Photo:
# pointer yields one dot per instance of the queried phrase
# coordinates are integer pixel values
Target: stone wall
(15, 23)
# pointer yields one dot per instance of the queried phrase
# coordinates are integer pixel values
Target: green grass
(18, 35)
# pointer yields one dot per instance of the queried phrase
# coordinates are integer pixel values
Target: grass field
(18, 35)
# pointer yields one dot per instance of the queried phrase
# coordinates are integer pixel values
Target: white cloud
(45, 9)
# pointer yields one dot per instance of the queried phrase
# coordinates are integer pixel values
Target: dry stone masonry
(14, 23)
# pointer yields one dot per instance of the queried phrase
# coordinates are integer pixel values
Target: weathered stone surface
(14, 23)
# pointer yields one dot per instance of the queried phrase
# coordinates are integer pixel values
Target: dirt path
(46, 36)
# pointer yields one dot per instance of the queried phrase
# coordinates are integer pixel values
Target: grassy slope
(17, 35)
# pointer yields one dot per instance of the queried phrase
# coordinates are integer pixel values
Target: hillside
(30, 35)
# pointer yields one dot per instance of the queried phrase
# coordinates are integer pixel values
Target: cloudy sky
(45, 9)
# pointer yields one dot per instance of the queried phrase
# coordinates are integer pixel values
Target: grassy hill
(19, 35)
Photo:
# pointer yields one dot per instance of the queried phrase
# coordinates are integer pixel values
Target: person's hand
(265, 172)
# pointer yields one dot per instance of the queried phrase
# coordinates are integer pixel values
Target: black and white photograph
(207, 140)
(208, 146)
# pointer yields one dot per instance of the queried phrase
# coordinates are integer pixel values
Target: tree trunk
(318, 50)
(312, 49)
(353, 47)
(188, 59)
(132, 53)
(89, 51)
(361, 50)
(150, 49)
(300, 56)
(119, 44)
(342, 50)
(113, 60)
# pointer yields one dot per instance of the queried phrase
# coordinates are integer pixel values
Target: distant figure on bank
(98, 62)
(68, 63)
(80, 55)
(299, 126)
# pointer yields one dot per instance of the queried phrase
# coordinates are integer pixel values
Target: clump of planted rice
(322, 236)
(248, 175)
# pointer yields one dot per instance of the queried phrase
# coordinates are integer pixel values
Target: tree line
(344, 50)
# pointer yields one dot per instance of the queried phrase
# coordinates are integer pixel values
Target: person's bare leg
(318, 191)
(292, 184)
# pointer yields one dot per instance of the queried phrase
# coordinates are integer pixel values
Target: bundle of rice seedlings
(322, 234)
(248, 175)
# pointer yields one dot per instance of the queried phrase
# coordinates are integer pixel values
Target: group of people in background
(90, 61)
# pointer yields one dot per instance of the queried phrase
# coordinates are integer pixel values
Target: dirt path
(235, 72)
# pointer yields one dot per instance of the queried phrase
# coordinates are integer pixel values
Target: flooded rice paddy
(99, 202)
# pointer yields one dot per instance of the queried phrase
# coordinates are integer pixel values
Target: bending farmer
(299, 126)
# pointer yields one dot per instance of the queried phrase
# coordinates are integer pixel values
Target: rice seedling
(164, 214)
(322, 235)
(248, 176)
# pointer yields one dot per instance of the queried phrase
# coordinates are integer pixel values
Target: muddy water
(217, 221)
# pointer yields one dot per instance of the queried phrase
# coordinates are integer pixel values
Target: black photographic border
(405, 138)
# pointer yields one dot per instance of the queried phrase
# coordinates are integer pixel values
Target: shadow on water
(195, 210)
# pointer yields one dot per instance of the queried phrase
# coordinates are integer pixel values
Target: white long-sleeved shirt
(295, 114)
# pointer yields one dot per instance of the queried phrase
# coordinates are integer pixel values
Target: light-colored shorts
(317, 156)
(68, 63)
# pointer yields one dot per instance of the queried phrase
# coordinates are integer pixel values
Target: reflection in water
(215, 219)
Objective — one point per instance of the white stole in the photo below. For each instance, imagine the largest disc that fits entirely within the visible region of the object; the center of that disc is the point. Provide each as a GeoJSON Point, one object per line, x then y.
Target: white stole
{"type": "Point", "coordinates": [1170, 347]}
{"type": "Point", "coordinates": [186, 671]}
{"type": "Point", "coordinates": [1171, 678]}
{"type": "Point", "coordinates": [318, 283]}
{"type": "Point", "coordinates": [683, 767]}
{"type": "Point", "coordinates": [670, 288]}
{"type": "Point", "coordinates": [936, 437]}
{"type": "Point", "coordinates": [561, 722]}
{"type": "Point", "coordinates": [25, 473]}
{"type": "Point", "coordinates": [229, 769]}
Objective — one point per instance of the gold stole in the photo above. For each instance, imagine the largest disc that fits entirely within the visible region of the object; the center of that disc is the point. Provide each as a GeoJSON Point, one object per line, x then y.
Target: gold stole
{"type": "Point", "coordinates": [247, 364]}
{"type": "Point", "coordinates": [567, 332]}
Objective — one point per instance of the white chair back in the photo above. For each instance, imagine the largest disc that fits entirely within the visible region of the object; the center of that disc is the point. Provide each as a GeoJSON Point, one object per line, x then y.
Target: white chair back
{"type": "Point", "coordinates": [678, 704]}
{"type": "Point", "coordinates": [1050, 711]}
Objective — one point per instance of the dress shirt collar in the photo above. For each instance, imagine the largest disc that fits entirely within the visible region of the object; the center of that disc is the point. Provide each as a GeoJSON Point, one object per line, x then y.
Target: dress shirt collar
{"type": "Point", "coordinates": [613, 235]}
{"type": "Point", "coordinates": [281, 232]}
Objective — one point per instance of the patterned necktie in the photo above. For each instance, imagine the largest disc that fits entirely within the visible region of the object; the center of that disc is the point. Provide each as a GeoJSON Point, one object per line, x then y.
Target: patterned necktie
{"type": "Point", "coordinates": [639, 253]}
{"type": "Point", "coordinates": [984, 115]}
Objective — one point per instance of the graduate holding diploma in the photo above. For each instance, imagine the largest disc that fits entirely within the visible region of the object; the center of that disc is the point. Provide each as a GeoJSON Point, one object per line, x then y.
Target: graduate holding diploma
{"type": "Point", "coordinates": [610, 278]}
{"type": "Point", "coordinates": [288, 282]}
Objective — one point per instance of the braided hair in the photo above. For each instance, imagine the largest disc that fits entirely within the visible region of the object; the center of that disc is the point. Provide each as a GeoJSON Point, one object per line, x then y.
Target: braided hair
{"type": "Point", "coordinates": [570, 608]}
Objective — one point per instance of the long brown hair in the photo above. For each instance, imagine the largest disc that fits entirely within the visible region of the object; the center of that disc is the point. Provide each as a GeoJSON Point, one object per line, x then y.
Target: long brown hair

■ ■ ■

* PROBLEM
Restating all of the data exactly is the whole task.

* SOLVED PROBLEM
Photo:
# pointer yields one dot per instance of the queried phrase
# coordinates are integer pixel values
Target: stone wall
(15, 23)
# pointer yields one dot per instance of the queried phrase
# coordinates are integer pixel values
Target: green grass
(18, 35)
# pointer yields one dot per instance of the queried phrase
# coordinates are integer pixel values
Target: grass field
(18, 35)
# pointer yields one dot per instance of the queried phrase
# coordinates are integer pixel values
Target: white cloud
(45, 9)
# pointer yields one dot per instance of the queried phrase
# coordinates are integer pixel values
Target: dry stone masonry
(14, 23)
# pointer yields one dot per instance of the queried phrase
# coordinates are integer pixel values
Target: weathered stone surface
(14, 23)
# pointer yields one dot per instance of the queried phrase
# coordinates are integer pixel values
Target: dirt path
(46, 36)
# pointer yields one dot per instance of the queried phrase
# coordinates are integer pixel values
Target: grassy slope
(17, 35)
# pointer yields one dot per instance of the queried phrase
# coordinates are integer pixel values
Target: hillside
(30, 35)
# pointer yields one dot per instance of the queried phrase
# coordinates are integer pixel values
Target: cloudy sky
(45, 9)
# pointer yields one dot per instance of the queried phrase
# coordinates are integer pixel values
Target: grassy hill
(19, 35)
Photo:
# pointer yields one dot per instance of the queried phrase
# coordinates are integer pixel values
Target: person's hand
(265, 172)
# pointer yields one dot per instance of the queried phrase
# coordinates are integer pixel values
Target: black and white photograph
(207, 140)
(208, 146)
# pointer yields one dot per instance of the queried phrase
# coordinates are integer pixel values
Target: tree trunk
(318, 50)
(312, 49)
(353, 47)
(188, 59)
(132, 53)
(89, 51)
(361, 50)
(150, 49)
(300, 56)
(119, 44)
(342, 50)
(113, 60)
# pointer yields one dot per instance of the queried phrase
# coordinates are integer pixel values
Target: distant figure on bank
(98, 62)
(68, 63)
(80, 55)
(299, 126)
# pointer yields one dot per instance of the queried phrase
# coordinates are integer pixel values
Target: clump of planted rice
(322, 236)
(248, 175)
# pointer yields one dot per instance of the queried phrase
# coordinates are integer pixel values
Target: tree line
(344, 50)
# pointer yields one dot per instance of the queried phrase
# coordinates are integer pixel values
Target: person's bare leg
(318, 191)
(292, 184)
# pointer yields one dot per instance of the queried phrase
# coordinates are integer pixel values
Target: bundle of rice seedlings
(322, 234)
(248, 175)
# pointer yields one dot per instance of the queried phrase
# coordinates are integer pixel values
Target: group of people in background
(90, 61)
# pointer yields one dot per instance of the queried phrase
# coordinates are integer pixel values
Target: dirt path
(235, 72)
# pointer yields one dot per instance of the queried phrase
# coordinates are integer pixel values
Target: flooded rice paddy
(99, 202)
# pointer yields one dot per instance of the queried phrase
# coordinates are integer pixel values
Target: bending farmer
(299, 126)
# pointer yields one dot per instance of the queried phrase
# coordinates are integer pixel values
Target: rice seedling
(164, 214)
(322, 235)
(248, 176)
# pointer yields one dot per instance of the queried phrase
# coordinates are integer pixel values
Target: muddy water
(217, 221)
# pointer yields one dot per instance of the queried phrase
# coordinates are integer pixel values
Target: black photographic border
(405, 138)
# pointer yields one dot per instance of the queried phrase
# coordinates are integer pixel values
Target: shadow on water
(195, 210)
# pointer yields one dot per instance of the queried phrase
# coordinates are integer pixel values
Target: white long-sleeved shirt
(295, 114)
# pointer yields one dot per instance of the queried phrase
# coordinates are integer pixel values
Target: light-colored shorts
(317, 156)
(68, 63)
# pointer yields one dot per instance of the queried phrase
# coordinates are integer pixel values
Target: reflection in water
(215, 219)
Objective — one point per instance of the white stole in the photo below. For each instance, imagine the largest disc that fits entirely within the visible region of the object; the center of that disc is the point. Provide each as a GeoJSON Point, one object per line, x then y.
Target: white stole
{"type": "Point", "coordinates": [1170, 347]}
{"type": "Point", "coordinates": [186, 671]}
{"type": "Point", "coordinates": [1171, 678]}
{"type": "Point", "coordinates": [318, 283]}
{"type": "Point", "coordinates": [683, 767]}
{"type": "Point", "coordinates": [670, 288]}
{"type": "Point", "coordinates": [936, 437]}
{"type": "Point", "coordinates": [561, 722]}
{"type": "Point", "coordinates": [25, 473]}
{"type": "Point", "coordinates": [229, 769]}
Objective — one point per instance of the gold stole in the photo above. For each instance, imagine the largest disc that fits entirely within the visible region of the object; the center of that disc is the point. Provide each as a GeoJSON Point, one object per line, x then y.
Target: gold stole
{"type": "Point", "coordinates": [247, 364]}
{"type": "Point", "coordinates": [567, 332]}
Objective — one point per instance of the white chair back in the photo above. For each instance, imagine the largest disc that fits entirely within the visible region of the object; the center of that disc is the point. Provide each as a GeoJSON Point, one object per line, x then y.
Target: white chair back
{"type": "Point", "coordinates": [678, 704]}
{"type": "Point", "coordinates": [1050, 711]}
Objective — one point per instance of the dress shirt collar in the photo above. For each instance, imagine the largest disc that fits entirely within the visible region of the object; the center of that disc is the point. Provide each as a GeoJSON Point, one object per line, x then y.
Target: dress shirt collar
{"type": "Point", "coordinates": [613, 235]}
{"type": "Point", "coordinates": [281, 232]}
Objective — one point per instance of the patterned necktie in the photo above. For each instance, imagine the largest disc that fits entirely within the visible region of the object; the center of that disc is the point. Provide each as a GeoJSON Point, one object per line, x then y.
Target: patterned necktie
{"type": "Point", "coordinates": [639, 253]}
{"type": "Point", "coordinates": [984, 115]}
Objective — one point per instance of the graduate holding diploma in the photo above. For each instance, imagine the largest disc that fits entirely within the visible region of the object; the center of that disc is the point. Provide each as a GeoJSON Point, one object per line, x then y.
Target: graduate holding diploma
{"type": "Point", "coordinates": [610, 278]}
{"type": "Point", "coordinates": [288, 282]}
Objective — one point per instance of the braided hair in the photo above. For each instance, imagine the largest disc that fits entirely within the visible region of the object; the center of that disc is the point. Provide each as a GeoJSON Point, one object per line, x then y.
Target: braided hair
{"type": "Point", "coordinates": [570, 608]}
Objective — one point per instance of the long brown hair in the photo above. For each instance, imagine the largest disc that fits entirely within the visible region of the object; the center of that disc is the point. Provide each as a GeoJSON Point, one object per line, x then y.
Target: long brown hair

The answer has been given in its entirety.